- _The data_

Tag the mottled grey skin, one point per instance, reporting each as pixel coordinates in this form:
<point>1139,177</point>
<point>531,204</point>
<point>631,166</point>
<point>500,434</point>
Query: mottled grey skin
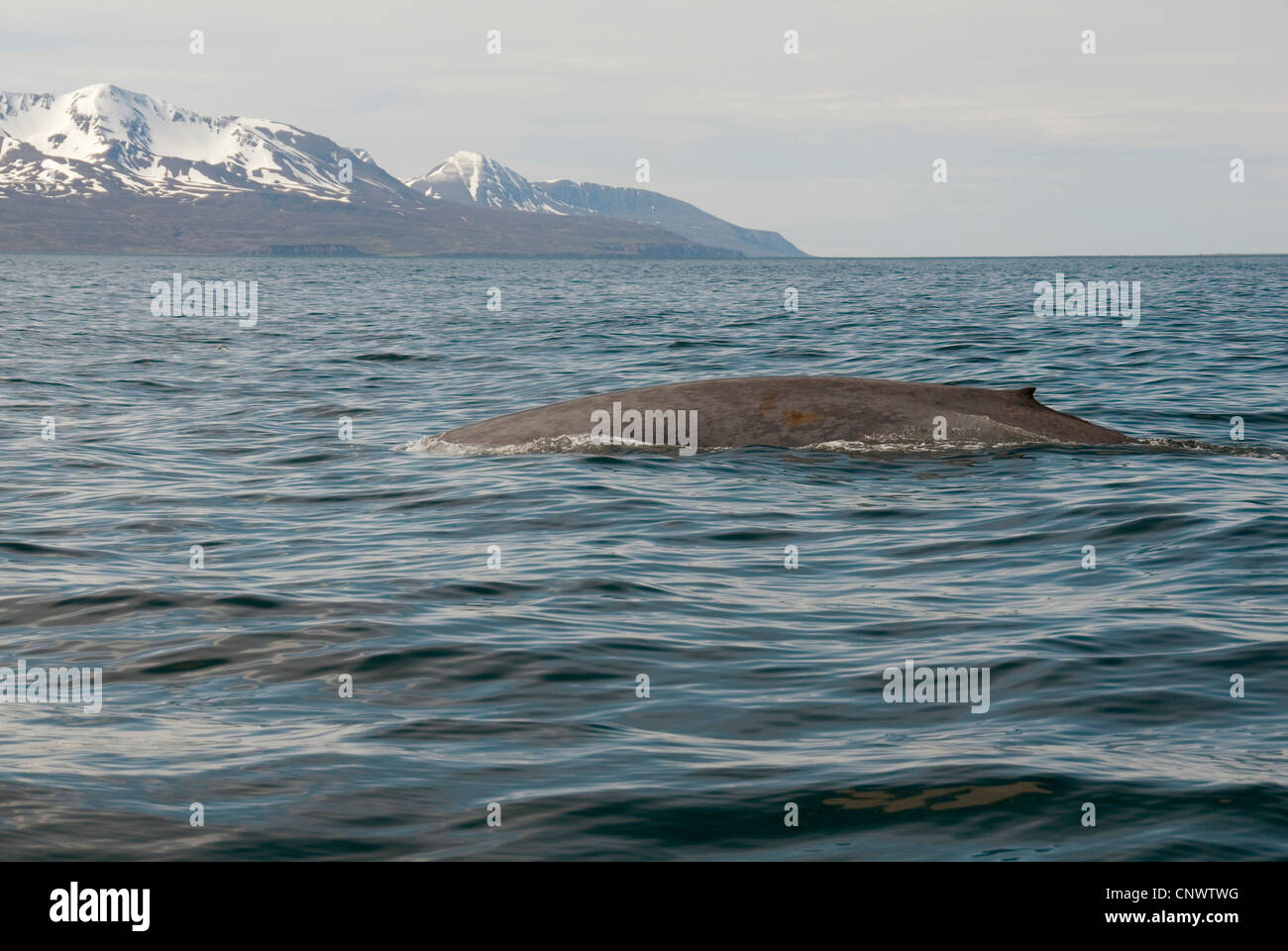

...

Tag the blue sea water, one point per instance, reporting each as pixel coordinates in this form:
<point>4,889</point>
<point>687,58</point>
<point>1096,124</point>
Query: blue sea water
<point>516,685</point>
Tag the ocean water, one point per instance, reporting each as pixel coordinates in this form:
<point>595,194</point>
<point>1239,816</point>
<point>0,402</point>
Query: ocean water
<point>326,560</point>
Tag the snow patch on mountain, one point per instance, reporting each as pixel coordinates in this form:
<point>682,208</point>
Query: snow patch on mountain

...

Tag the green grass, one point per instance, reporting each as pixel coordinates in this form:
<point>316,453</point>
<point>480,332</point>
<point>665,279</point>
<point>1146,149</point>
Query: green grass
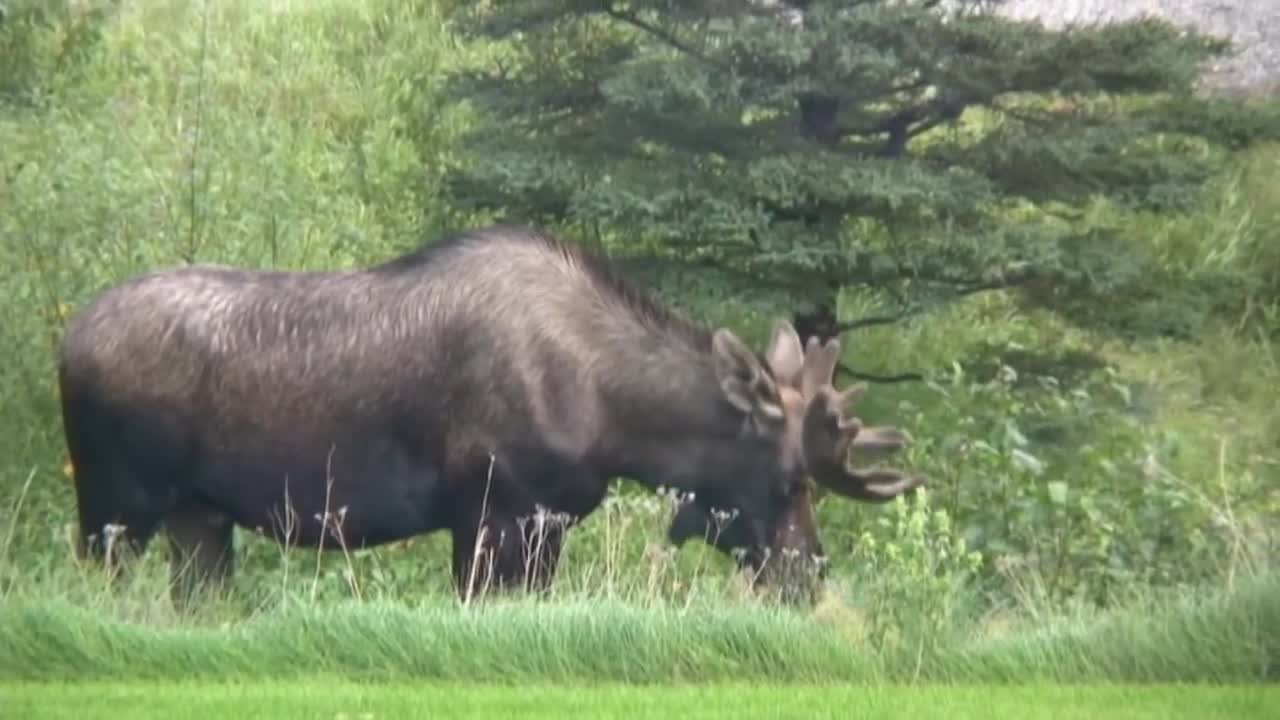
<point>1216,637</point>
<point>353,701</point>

- _Task goal_
Reproduce the portion of the data above that begins with the line containing "Tag the snow" and ends with the line containing "Query: snow patch on mountain", including both of those lines and nothing else.

- _Expected answer_
Tag the snow patch on mountain, one point per instance, reporting each as pixel coordinates in this form:
<point>682,208</point>
Query: snow patch on mountain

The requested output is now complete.